→ 読解用の抜粋
....
1.海洋考古学入門:方法と実践(東海大学出版)

木村淳 小野林太郎 丸山真史

「入門」とありますが、少し難しめかもしれません。「海洋考古学」とは何か、学問の定義、実践的な方法論など書かれており、多少マニュアル的な部分もあります。内容は実践的ですが、わかりやすく絵や写真なども多く書かれています。世界の研究の事例、島嶼部の考古学、動物考古学などなど。読みごたえ、ボリュームあり。

大学生向けの実践的な入門書なのじゃ!

 

2.水中考古学:クレオパトラ宮殿から元寇船、タイタニックまで (中公新書)

井上たかひこ

水中考古学について数々の書籍を出されています。日本人として初めて水中考古学の分野でマスター(大学院)を出ています。テキサスA&M大学が世界をリードしていた時期に大学院に在籍し、青銅器時代のウルブルン沈没船(トルコ)、地震で沈んだ海賊の町ポートロイヤル(ジャマイカ)などで発掘にさずさわっています。その体験記だけでなく、水中遺跡が解明した歴史の謎について書かれています。一般向けの読みやすい歴史書に仕上がっています。

新書で読みやすい水中遺跡の解説書

 

3.海底に眠る蒙古襲来:水中考古学の挑戦 (吉川弘文館)

池田 榮史

鷹島海底遺跡、蒙古襲来の歴史が詰まった遺跡ですね。沈没船では日本初の国史跡の指定を受けています。1281年の弘安の役で実際に使われた中国の船が2隻発見されています。内容は、主にこの遺跡の調査のお話です。調査の様子や苦労話などを語っています。歴史書としてではなく、調査の進め方などが良くわかります。

世界に誇る日本の水中遺跡調査体験談!

 

 

4.沈没船が教える世界史 (メディアファクトリー新書)

書いた人=管理人。

もう、10年ほど前に書いたものになるのでしょう...タイトルの通り、世界の沈没船から分かる様々な歴史を紹介。結構、タイトルが気に入っています。世界のおさらいのようであり、有名な歴史事象の中で語られることの少ない船の活躍を描いています。

高校生・大学生向け~沈没船から世界史を眺める

 

5.水中文化遺産:海から蘇る歴史 (勉誠出版)
....
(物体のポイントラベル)
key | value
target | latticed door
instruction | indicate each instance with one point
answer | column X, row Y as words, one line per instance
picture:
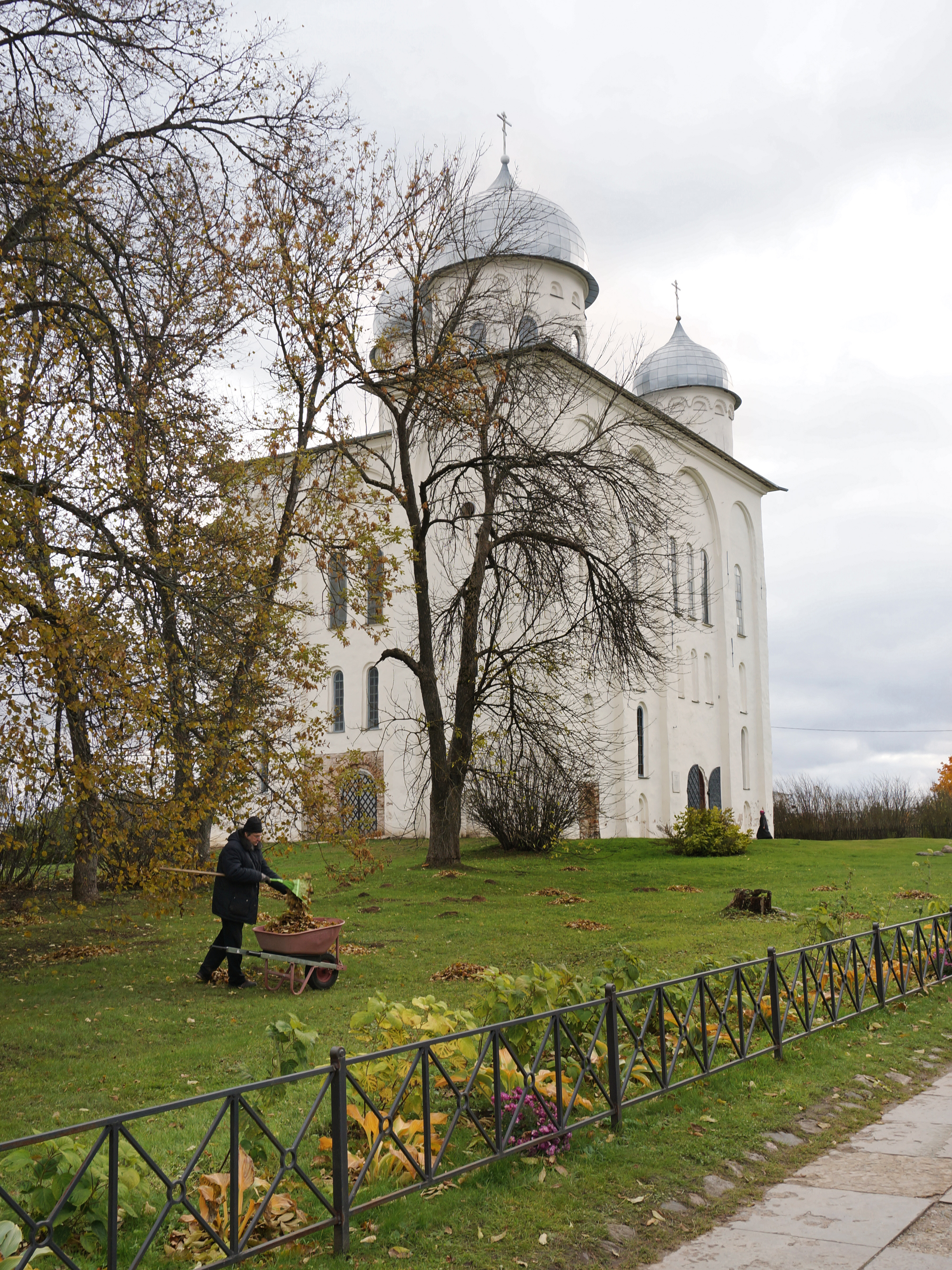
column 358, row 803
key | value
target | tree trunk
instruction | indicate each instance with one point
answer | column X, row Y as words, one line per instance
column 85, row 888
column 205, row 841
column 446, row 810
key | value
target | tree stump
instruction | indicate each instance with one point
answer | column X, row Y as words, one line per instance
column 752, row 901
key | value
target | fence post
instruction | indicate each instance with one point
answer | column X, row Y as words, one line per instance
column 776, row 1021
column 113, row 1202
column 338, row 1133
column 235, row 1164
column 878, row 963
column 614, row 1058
....
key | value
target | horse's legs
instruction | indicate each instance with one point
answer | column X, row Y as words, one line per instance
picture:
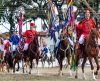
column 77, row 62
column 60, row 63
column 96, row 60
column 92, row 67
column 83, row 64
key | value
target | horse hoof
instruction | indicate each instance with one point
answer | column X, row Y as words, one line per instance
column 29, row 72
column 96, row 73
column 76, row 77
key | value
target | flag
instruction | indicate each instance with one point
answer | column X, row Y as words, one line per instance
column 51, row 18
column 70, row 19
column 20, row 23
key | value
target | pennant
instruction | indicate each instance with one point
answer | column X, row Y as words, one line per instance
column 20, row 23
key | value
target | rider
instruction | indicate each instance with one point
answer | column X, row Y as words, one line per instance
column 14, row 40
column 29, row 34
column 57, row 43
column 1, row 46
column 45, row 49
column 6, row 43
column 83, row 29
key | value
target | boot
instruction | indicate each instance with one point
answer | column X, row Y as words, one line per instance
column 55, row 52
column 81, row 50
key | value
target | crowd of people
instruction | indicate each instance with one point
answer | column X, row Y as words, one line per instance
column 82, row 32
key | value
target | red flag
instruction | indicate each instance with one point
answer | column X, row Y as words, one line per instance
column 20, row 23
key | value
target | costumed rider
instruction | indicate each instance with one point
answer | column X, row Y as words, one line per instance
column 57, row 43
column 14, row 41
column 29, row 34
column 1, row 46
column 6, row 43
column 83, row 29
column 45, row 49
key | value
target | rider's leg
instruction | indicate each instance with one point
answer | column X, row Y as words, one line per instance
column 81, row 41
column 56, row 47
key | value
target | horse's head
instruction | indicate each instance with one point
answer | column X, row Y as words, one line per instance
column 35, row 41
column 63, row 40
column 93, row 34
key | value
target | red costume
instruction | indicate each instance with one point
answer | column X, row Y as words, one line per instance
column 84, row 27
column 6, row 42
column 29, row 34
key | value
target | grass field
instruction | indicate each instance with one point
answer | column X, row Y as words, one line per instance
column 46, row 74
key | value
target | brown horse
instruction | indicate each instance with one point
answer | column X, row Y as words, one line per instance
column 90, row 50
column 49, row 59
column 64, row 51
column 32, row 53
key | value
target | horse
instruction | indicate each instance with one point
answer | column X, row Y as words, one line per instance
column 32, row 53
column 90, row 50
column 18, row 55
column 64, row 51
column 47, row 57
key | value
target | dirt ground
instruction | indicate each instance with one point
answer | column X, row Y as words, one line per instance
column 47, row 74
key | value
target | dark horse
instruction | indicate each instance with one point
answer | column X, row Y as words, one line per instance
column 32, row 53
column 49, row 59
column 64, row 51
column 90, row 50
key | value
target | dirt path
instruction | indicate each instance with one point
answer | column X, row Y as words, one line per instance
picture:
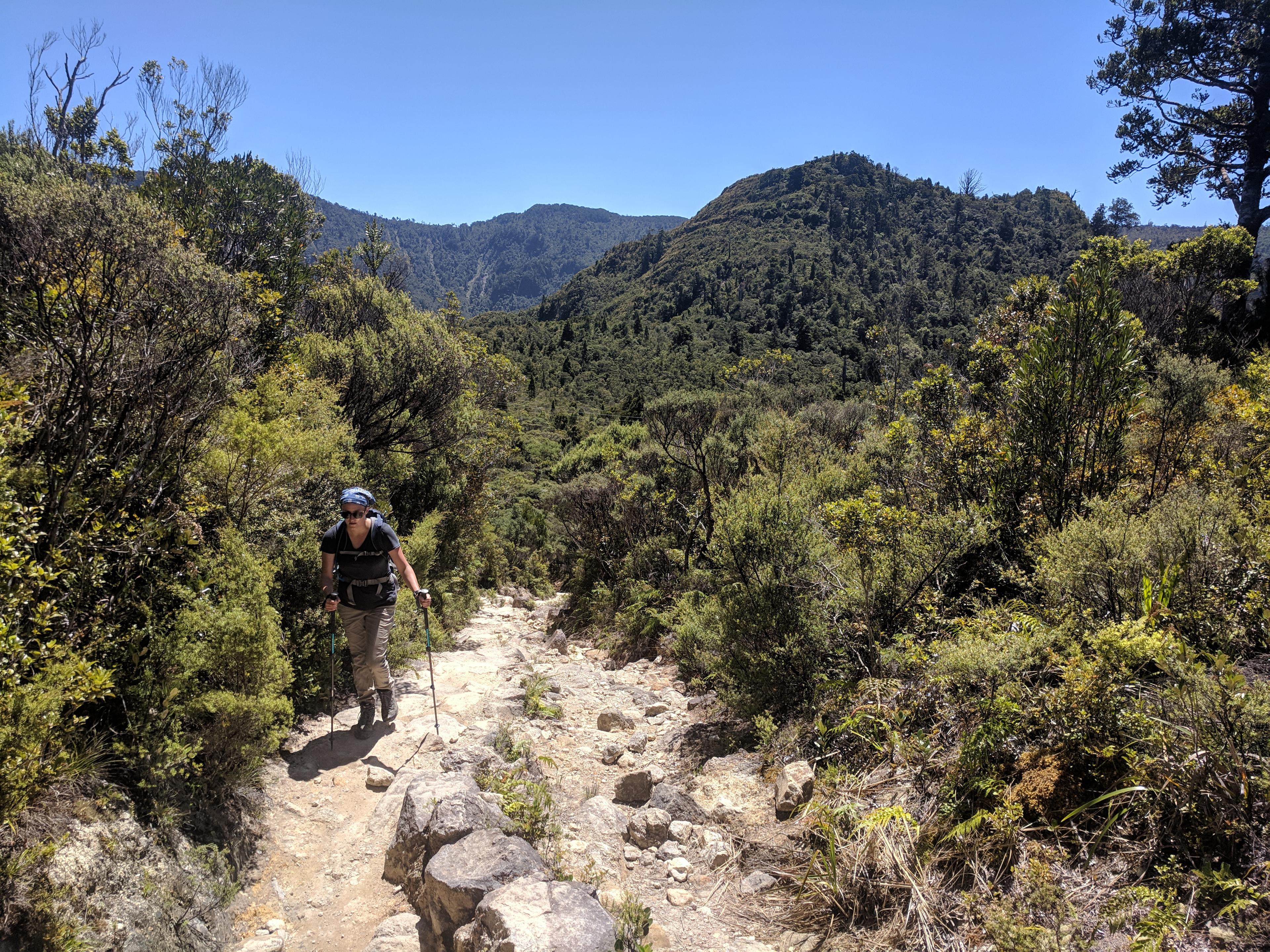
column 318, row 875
....
→ 記述課題 1
本の紹介文によると、鷹島海底遺跡では1281年の弘安の役で実際に使われた中国の船が何隻発見されていますか。
→ 記述課題 2
エントリーの中から、文字列「tree」を含む行をすべて抜き出してください。大文字と小文字は区別されます。

→ 課題の結果 1
2隻発見されています。

→ 課題の結果 2
target | tree trunk
target | tree stump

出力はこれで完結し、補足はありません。